-- Start EXTRACTED INFORMATION --

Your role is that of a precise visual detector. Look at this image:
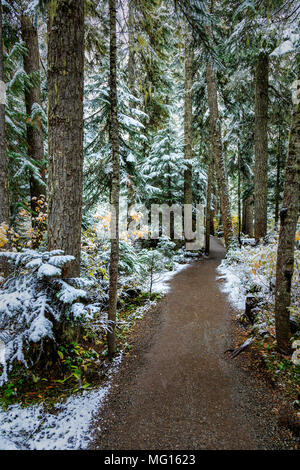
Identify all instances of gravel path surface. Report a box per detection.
[91,239,293,450]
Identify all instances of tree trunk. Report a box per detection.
[126,0,136,206]
[205,138,214,255]
[0,0,10,228]
[275,69,300,354]
[21,15,46,248]
[206,62,234,249]
[184,27,193,205]
[48,0,84,277]
[237,144,242,243]
[107,0,120,359]
[254,54,269,240]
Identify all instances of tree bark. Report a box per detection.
[254,54,269,240]
[107,0,120,359]
[237,143,242,243]
[184,27,193,204]
[0,0,10,228]
[48,0,84,277]
[205,137,214,255]
[206,62,234,249]
[275,69,300,354]
[126,0,135,206]
[21,11,46,248]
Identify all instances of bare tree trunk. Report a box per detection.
[126,0,136,206]
[48,0,84,277]
[184,26,193,204]
[242,196,253,237]
[274,126,281,229]
[275,70,300,354]
[21,11,46,248]
[0,0,10,228]
[237,144,242,243]
[205,137,214,255]
[206,62,234,249]
[107,0,120,359]
[254,54,269,240]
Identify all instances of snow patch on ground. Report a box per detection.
[152,263,190,294]
[0,353,122,450]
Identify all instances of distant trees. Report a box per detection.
[48,0,84,277]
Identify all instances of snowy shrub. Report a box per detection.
[218,237,300,335]
[0,249,108,385]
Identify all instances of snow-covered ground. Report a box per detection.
[0,354,122,450]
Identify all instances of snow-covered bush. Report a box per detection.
[0,249,108,385]
[218,237,300,335]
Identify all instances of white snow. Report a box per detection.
[0,353,122,450]
[152,263,190,294]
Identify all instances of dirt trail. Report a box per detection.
[92,239,289,450]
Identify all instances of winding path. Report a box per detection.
[92,239,289,450]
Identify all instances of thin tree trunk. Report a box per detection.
[0,0,10,228]
[254,54,269,240]
[205,140,214,255]
[107,0,120,359]
[126,0,135,206]
[48,0,84,277]
[184,27,193,204]
[274,126,281,229]
[237,144,242,243]
[242,196,253,237]
[21,15,46,248]
[275,69,300,354]
[206,62,234,249]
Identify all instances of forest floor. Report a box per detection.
[90,238,297,450]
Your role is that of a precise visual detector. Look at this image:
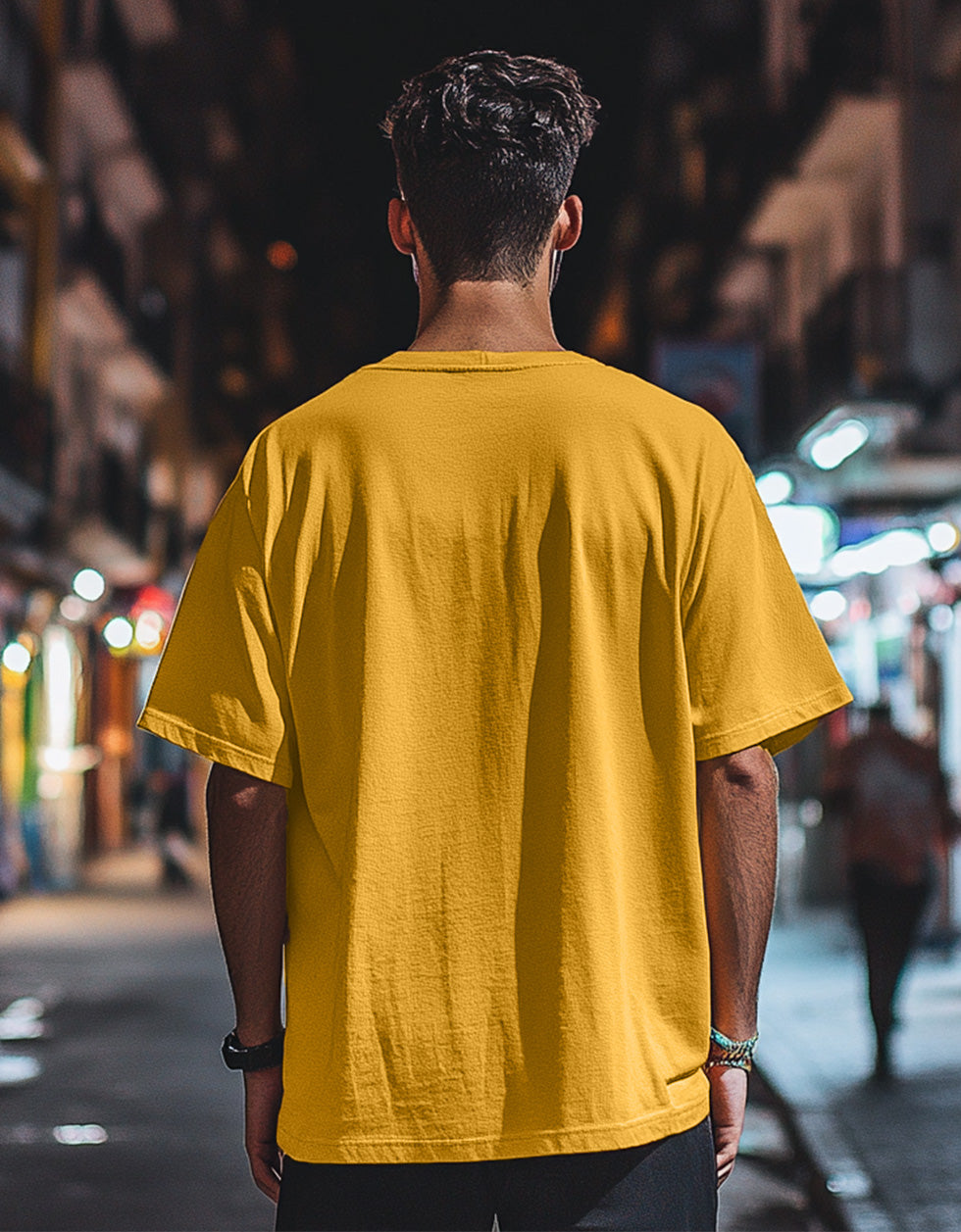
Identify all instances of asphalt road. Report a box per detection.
[0,876,823,1232]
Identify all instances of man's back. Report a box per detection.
[140,351,846,1161]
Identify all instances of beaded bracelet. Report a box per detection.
[703,1026,758,1069]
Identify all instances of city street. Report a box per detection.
[0,854,825,1232]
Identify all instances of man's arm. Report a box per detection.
[697,745,778,1185]
[207,764,287,1203]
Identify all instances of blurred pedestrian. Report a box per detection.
[825,704,957,1082]
[140,52,850,1229]
[155,766,193,890]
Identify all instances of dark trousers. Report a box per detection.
[847,863,932,1065]
[276,1118,717,1232]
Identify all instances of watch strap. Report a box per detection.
[221,1030,283,1072]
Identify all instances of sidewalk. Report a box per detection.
[758,911,961,1232]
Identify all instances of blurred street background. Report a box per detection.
[0,0,961,1232]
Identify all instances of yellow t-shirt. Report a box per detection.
[139,351,850,1163]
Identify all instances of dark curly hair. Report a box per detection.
[380,52,600,286]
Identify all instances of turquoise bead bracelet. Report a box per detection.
[703,1026,758,1069]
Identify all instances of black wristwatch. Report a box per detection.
[221,1030,283,1070]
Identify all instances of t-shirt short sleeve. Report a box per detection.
[683,437,852,761]
[138,471,293,787]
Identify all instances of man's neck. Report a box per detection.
[410,277,563,351]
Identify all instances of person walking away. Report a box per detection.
[139,51,850,1229]
[825,704,957,1082]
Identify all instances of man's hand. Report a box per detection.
[707,1065,748,1189]
[244,1065,283,1203]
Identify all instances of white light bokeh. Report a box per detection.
[74,569,107,604]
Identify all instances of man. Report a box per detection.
[140,52,850,1228]
[825,702,958,1082]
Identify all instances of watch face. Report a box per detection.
[221,1031,283,1070]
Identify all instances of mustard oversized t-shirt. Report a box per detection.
[139,351,850,1163]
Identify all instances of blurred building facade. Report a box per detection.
[0,0,304,892]
[592,0,961,929]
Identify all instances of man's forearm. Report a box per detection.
[207,765,287,1046]
[697,747,778,1040]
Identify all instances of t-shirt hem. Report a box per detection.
[278,1095,710,1163]
[693,682,854,762]
[136,706,293,787]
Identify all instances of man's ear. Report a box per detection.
[552,193,584,253]
[387,197,417,256]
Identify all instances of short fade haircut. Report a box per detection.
[380,51,600,286]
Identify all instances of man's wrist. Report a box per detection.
[705,1026,758,1070]
[221,1029,283,1073]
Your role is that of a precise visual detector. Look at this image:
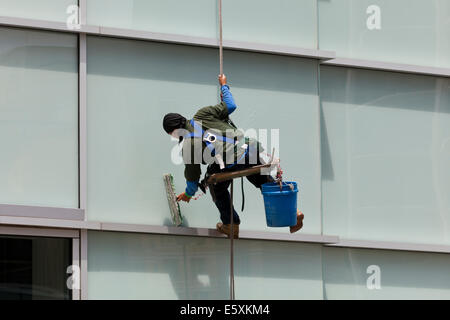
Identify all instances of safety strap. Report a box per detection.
[186,119,249,168]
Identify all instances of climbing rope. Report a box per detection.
[218,0,235,300]
[219,0,223,75]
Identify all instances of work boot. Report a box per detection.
[216,222,239,239]
[289,209,305,233]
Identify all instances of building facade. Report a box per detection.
[0,0,450,299]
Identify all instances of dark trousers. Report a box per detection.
[207,159,273,224]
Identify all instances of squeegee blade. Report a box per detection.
[163,173,183,227]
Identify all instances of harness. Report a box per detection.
[185,119,249,169]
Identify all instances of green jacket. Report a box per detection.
[183,102,262,181]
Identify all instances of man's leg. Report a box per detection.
[207,163,241,224]
[210,181,241,224]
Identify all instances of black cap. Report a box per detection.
[163,113,186,133]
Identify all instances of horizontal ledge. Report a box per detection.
[0,16,336,60]
[326,239,450,253]
[0,16,100,34]
[0,226,80,239]
[0,204,84,221]
[0,215,100,230]
[322,58,450,77]
[0,216,450,253]
[101,223,339,244]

-- End EXTRACTED INFORMATION --

> _REQUIREMENTS_:
Copy each line of the records precisely and drop any images they hold.

> _WRITTEN SOLUTION_:
Your role is that of a precise visual detector. Look at this image:
Identify all instances of gravel path surface. Report a box per detection.
[91,239,293,450]
Identify all instances of tree trunk. Report a box per detection.
[126,0,136,206]
[205,138,214,255]
[0,0,10,228]
[275,69,300,354]
[21,15,46,248]
[206,62,234,249]
[184,27,193,205]
[48,0,84,277]
[237,144,242,243]
[107,0,120,359]
[254,54,269,240]
Identify all instances of tree bark. Report a box per detection.
[254,54,269,240]
[107,0,120,359]
[237,143,242,243]
[184,27,193,204]
[0,0,10,228]
[48,0,84,277]
[205,137,214,255]
[206,62,234,249]
[275,69,300,354]
[126,0,135,206]
[21,11,46,248]
Identify all instances of bare tree trunk. Report a box per detection.
[126,0,136,206]
[48,0,84,277]
[184,26,193,204]
[242,196,253,237]
[274,126,281,229]
[275,70,300,354]
[21,11,46,248]
[0,0,10,228]
[237,144,242,243]
[205,137,214,255]
[206,62,234,249]
[107,0,120,359]
[254,54,269,240]
Identify all instances of snow patch on ground. Report a box per detection.
[152,263,190,294]
[0,353,122,450]
Identify all instances of distant trees. Report a box per detection.
[48,0,84,277]
Identify all instances of snowy shrub. Report a box per detection.
[218,237,300,335]
[0,249,108,385]
Identify all instances of snow-covered ground. Report a box per detection.
[0,354,122,450]
Identify all instances of snow-covered bush. Report a box per detection.
[0,249,108,385]
[218,237,300,335]
Identify all instances of white snow. Report a box per detection.
[0,353,122,450]
[152,263,190,294]
Identify all instances of dirt trail. Report a box per detection.
[92,239,289,450]
Identify all instances of winding path. Report a box per detection.
[92,239,289,450]
Identify all instances of thin tree trunk. Report a box per detection.
[0,0,10,228]
[254,54,269,240]
[205,140,214,255]
[107,0,120,359]
[126,0,135,206]
[48,0,84,277]
[184,27,193,204]
[274,126,281,229]
[237,144,242,243]
[242,196,253,237]
[21,15,46,248]
[275,69,300,354]
[206,62,234,249]
Identify all instances of forest floor. Report a box per detection.
[90,238,297,450]
Your role is that of a precise visual detector. Look at this image:
Identify all instances of asphalt road. Report a box per detection.
[0,876,823,1232]
Identify all instances of man's back. Report a box per detection.
[140,351,846,1161]
Identify all instances of beaded bracelet. Report a box per detection.
[703,1026,758,1069]
Identify all instances of city street. Report a box per detection.
[0,854,825,1232]
Identify all instances of man's arm. Report a box per detection.
[697,745,778,1185]
[207,764,287,1203]
Identify all instances of blurred pedestrian. Report a box per detection.
[825,704,957,1082]
[140,52,850,1229]
[155,766,193,890]
Identify all instances of dark trousers. Report a box per detection.
[847,863,932,1065]
[276,1118,717,1232]
Identify all instances of watch strap. Report a box per detection.
[221,1030,283,1072]
Identify all instances of sidewalk. Report a box per detection.
[758,911,961,1232]
Identify all instances of blurred street background. Report a box per detection.
[0,0,961,1232]
Identify all instances of yellow t-shirt. Report a box per detection.
[139,351,850,1163]
Identify all instances of dark curly hair. Report a box per detection.
[380,52,600,286]
Identify all instances of turquoise bead bracelet. Report a box per detection.
[703,1026,758,1069]
Identify all instances of black wristwatch. Report a box per detection.
[221,1030,283,1070]
Identify all instances of t-shirt short sleeve. Report a box per detection.
[683,437,852,761]
[138,471,293,787]
Identify all instances of man's neck. Report a box per detection.
[410,277,563,351]
Identify all instances of person walking away. Report a box per detection.
[139,51,850,1229]
[825,704,957,1082]
Identify all instances of man's hand. Report a box per detection.
[707,1065,748,1189]
[244,1065,283,1203]
Identify all instances of white light bokeh. Report a box per detection.
[74,569,107,604]
Identify all instances of man. Report a box per detection.
[140,52,850,1228]
[825,702,958,1082]
Identify all instances of watch face. Report a box per detection.
[221,1031,283,1070]
Identify all instances of mustard oversized t-shirt. Report a box per detection.
[139,351,850,1163]
Identify all instances of blurred building facade. Report a box per detection.
[0,0,304,892]
[592,0,961,929]
Identify all instances of man's forearm. Report a box per detection.
[207,765,287,1046]
[697,747,778,1040]
Identify all instances of t-shirt hem. Report a box per detection.
[278,1095,710,1163]
[693,682,854,762]
[136,706,293,787]
Identify all instances of man's ear. Report a box per detection.
[552,193,584,253]
[387,197,417,256]
Identify all instances of short fade haircut. Report a box per detection.
[380,51,600,286]
Identify all instances of man's wrist. Report a box per detection.
[705,1026,758,1070]
[221,1029,283,1073]
Your role is that of a precise visual detector. Look at this image:
Identify all instances of safety strap. Report a box per detection.
[186,119,249,168]
Identify all instances of climbing rope. Report a box per detection.
[218,0,235,300]
[219,0,223,75]
Identify all instances of work boot. Report a box per detection.
[216,222,239,239]
[289,209,305,233]
Identify all instances of building facade. Report a box per detection.
[0,0,450,299]
Identify all instances of dark trousers. Report a box per detection.
[207,159,273,224]
Identify all instances of squeegee blade. Report a box per detection.
[163,173,183,227]
Identify all instances of harness. Report a box per detection.
[185,119,249,169]
Identify all instances of green jacket. Report a box per detection.
[183,102,262,181]
Identify all instances of man's leg. Report a box per detection.
[207,163,241,224]
[210,181,241,224]
Identify all instances of black cap. Report a box per detection.
[163,113,186,133]
Identify all instances of horizontal ledge. Report a box per detection.
[0,16,336,60]
[326,239,450,253]
[0,16,100,34]
[0,226,80,239]
[0,204,84,221]
[0,215,100,230]
[322,58,450,77]
[0,216,450,253]
[101,223,339,244]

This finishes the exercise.